Phaeleh: "I doubt any dubstep producers will be known in 25 years"

He’s been called a lot of things, and rightly so, because Bristol’s classically trained Phaeleh (pronounced ‘fella’) has been moving to the rhythm of his own beat for some time now.

Jayne Robinson

Date published: 20th Feb 2013

Labeled dubtronica, IDM and atmospheric, the producer - né Matt Preston - has taken the slow path to success; choosing creative control over an instant success that burns out as soon as it ignites.

Since releasing the lauded ‘Fallen Light’, Phaeleh has learnt a lot of things – he’s wise to the music and just as wise to the industry, so it’s only natural that his 2013 follow-up has ears pricked with anticipation. 

The self-effacing musician talks to Jasmine Phull about the ephemeral nature of dubstep in an honest account of his career thus far.

As a classically trained musician, what’s one thing that constantly influences your musical output?

Life is the constant influence for me. Whilst I can get ideas and small bursts of inspiration from listening to other work or being at concerts or gigs, I find the ups and downs of life to be the most consistent source of inspiration.

You’re currently working on your 2013 LP. Since releasing your debut some five years ago, what are three things you learnt along the way?

Well I think the best advice I got a few years ago was to sit on my tunes and not give them up to the first label that showed interest. A few months down the line other opportunities came along, which would have been far better, but unfortunately the tunes were already lined up elsewhere. 

Always trust your instincts. If something doesn't feel right, whether it's a gig, a collaboration, a remix or whatever, it normally will end up with some issues. You've had your instinct your whole life, so trust it more than any industry jokers who've appeared on the scene over night. 

Don't believe the hype. Everyone is obsessed with getting support from certain DJs or exposure on certain blogs but most 'hype' doesn't actually translate into increased sales or revenue, so I maintain that grafting hard and doing your own thing will have more long term benefits than playing the hype game. Chances are you'll have a more loyal following than just getting interest from people waiting for the next big thing.

Do you think you’ve become more business minded having dealt with the music industry first-hand?

Absolutely. Whilst the creative side of my work will always be a very personal thing, you have to be able to realise that once those releases are ready for the world they become another product supporting your brand. I've seen a lot of younger producers sign away their rights and freedom for amounts of money which don't reflect their talent or potential, so I'm incredibly cynical about work offers or opportunities, despite what amount of cash people are waving in your direction. Whilst this may have slowed my progress in the short term, in the long term I stand by the majority of decisions I've made in music.

In terms of the track names, how much time do you devote to naming them? Is the track title an important element of the album?
──────
● Written tasks
A - What does the Phaeleh interview give as his real name?
B - Please extend the Phaeleh interview past its final question about track names.

● Data excerpt
──────
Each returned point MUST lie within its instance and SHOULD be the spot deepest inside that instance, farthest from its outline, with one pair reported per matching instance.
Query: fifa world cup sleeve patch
──────
● Results for each task
A - Matt Preston

B -
I won't lie; I absolutely hate naming my tunes. It's the one part of the process I get no enjoyment from. I don't actually name any of my tracks until they're completely finished, as I don't want any associations with words or implied feelings from the title to interfere with the natural creative process. In terms of time, I think I could write a whole album in the time it takes me to name a tune. I have no set way of doing it, and normally will use a lyric from the song if possible, or else it's just a case of reading through endless books waiting for words or phrases to jump out at me.

Everyone has heard the debate about technology and its pros and cons. How has the progression of technology in dance music affected your output?

Well like everyone else it's made it a lot easier. If I listen back to stuff I made 15 years ago with a 4-track tape machine and a drum machine, it doesn't sound that professional. For me, I like that I can have endless sounds, synths and samplers without my computer breaking a sweat. I see this as a good thing. However as a downside, I think I'm from a generation who collected their own samples, stuck with certain synths and developed their own sound, whereas now, every kid who wants to be a producer can download a crack for Fruity Loops or Ableton, get a load of sample packs from the same site, and within an hour be making tunes that sound exactly the same as the next person who downloaded the same stuff. I think this side is quite negative as it means a lot of electronic music is over-saturated with people making very disposable music. I guess one plus side of this is that it does give people the opportunity to establish if they're good at it or not, and if it's worth persevering, without the need to spend a fortune on studio equipment.

Artists can easily list their idols from the past but can the present ever compete? Are their any producers who you think will put their stamp on the scene?

For me personally, I think it's near to impossible to find music now that would excite me as much as the first time I listened to old school Prodigy, drum and bass or Aphex Twin for the first time. It isn't to say that modern music sucks, just that as you're more and more exposed to something, the less exciting it's going to be. A relationship with music is the same as any other, those first few weeks/months are always going to seem like the most exciting time of your life, but a few years down the line a lot of the things which enticed you in the initially soon become a source of irritation. I'd find it quite hard picking out modern producers who will stand the test of time. The industry has completely changed, so it's hard to view modern musicians in the same way as people did with The Beatles or other massive bands; music just isn't accessed in the same way, and people can have playlists on their computer made of unsigned people off of Youtube or Soundcloud. That kind of direct access was impossible a few years ago, and has completely changed the way people perceive 'success'. If I’m honest, I doubt any 'dubstep' producers will be known in 25 years time.

One piece of advice you’d give to the ‘you first starting out’?

Take some time off every now and then. I've had one week off in the seven years I've been doing this, working 7-days-a-week. So let's just say I haven't aged quite as gracefully as my friends with normal jobs, which don't have the same elements of immense stress that comes with working in the music industry.

Did you study, and if so is it at all relevant to what you do today?

I studied music in a lot of different ways; the most important stuff I learnt was actually from my classical guitar teacher when I was around 11 or 12. I'd say some modal theory has been useful for writing but on the whole I'd suggest the most useful stuff I learnt was from my peers or just from discoveries I've made on my own. The best musicians I've ever known had no formal training, and the same applies to the best producers I've known.

Is there someone from your youth that had a big impact on your musical direction today?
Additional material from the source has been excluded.